§ Aufgabe 1
Beantworten Sie die folgenden Fragen zum Text über katholische Krankenhäuser:
(a) Für welche Beratungsstelle spricht Peggi Liebisch?
(b) Welche beiden Maßnahmen betrifft das Verbot in katholischen Kliniken?
(c) Was wird von Caritas und dem Sozialdienst katholischer Frauen nicht ausgegeben?
§ Aufgabe 2
Schreiben Sie aus dem Text über katholische Krankenhäuser die Stelle von „Der katholische Wohlfahrtsverband“ bis „grundsätzlich nicht unterstützt.“ wortgetreu ab.

§ Textabschnitt
____________
Regelungen in katholischen Krankenhäusern

Dass katholische Kliniken Patientinnen nicht behandeln, die um eine Untersuchung zur Beweissicherung bitten, wie das Vergewaltigungsopfer in Köln, ist offenbar kein Einzelfall. Peggi Liebisch von der Beratungsstelle pro Familia sagte gestern dem »nd«: »In einigen katholischen Kliniken wurden bereits Frauen in Notsituationen abgewiesen. Das haben interne Untersuchungen von uns ergeben«.

In katholischen Kliniken in Deutschland wird grundsätzlich keine Notfall-Abtreibung vorgenommen. Diese wird von der katholischen Kirche als widernatürlich angesehen. Das bestätigte ein Sprecher des Katholischen Krankenhausverbands Deutschland gegenüber »nd«. Das Verbot betrifft sowohl die »Pille danach« als auch das Einsetzen einer Spirale. Grundsätzlich erlaubt sind hingegen Untersuchungen zur Spurensicherung bei einem Vergewaltigungsverdacht.

Der katholische Wohlfahrtsverband Caritas und der Sozialdienst katholischer Frauen beraten Frauen, die ungewollt schwanger geworden sind. Die Berater meinen, dass die Gespräche »völlig offen« seien. Ein Beratungsschein wird von den Stellen nicht ausgegeben. Dieser ist nämlich nach der Beratungsregelung Voraussetzung dafür, dass eine Frau ihr Kind bis zur 12. Schwangerschaftswoche legal abtreiben kann. Dies wird von den katholischen Einrichtungen grundsätzlich nicht unterstützt.
____________
§ Gespeicherte Daten

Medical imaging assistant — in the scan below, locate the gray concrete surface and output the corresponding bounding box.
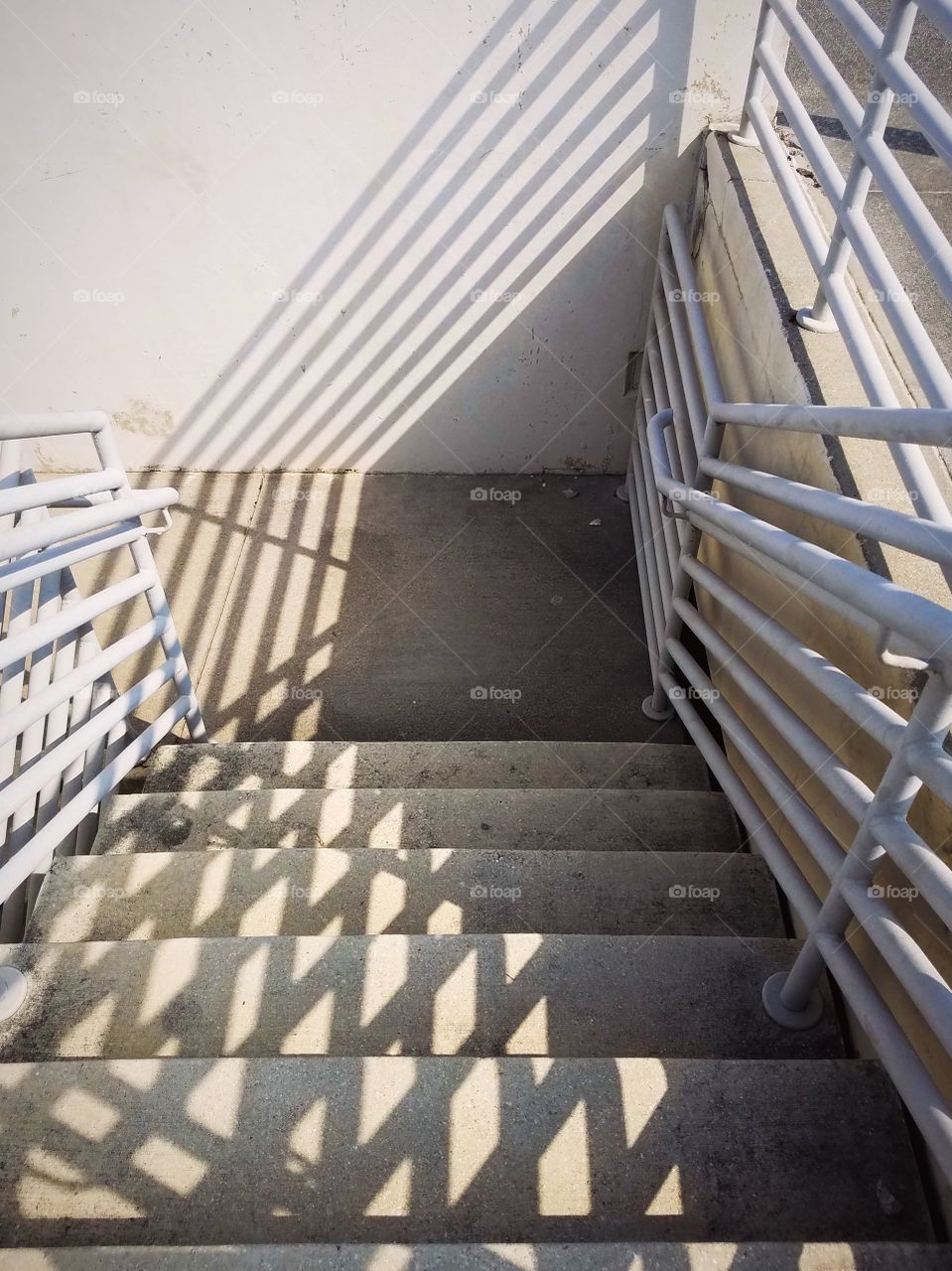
____________
§ Endgültige Antwort 1
(a) Für die Beratungsstelle pro Familia.
(b) Die »Pille danach« und das Einsetzen einer Spirale.
(c) Ein Beratungsschein.

§ Endgültige Antwort 2
Der katholische Wohlfahrtsverband Caritas und der Sozialdienst katholischer Frauen beraten Frauen, die ungewollt schwanger geworden sind. Die Berater meinen, dass die Gespräche »völlig offen« seien. Ein Beratungsschein wird von den Stellen nicht ausgegeben. Dieser ist nämlich nach der Beratungsregelung Voraussetzung dafür, dass eine Frau ihr Kind bis zur 12. Schwangerschaftswoche legal abtreiben kann. Dies wird von den katholischen Einrichtungen grundsätzlich nicht unterstützt.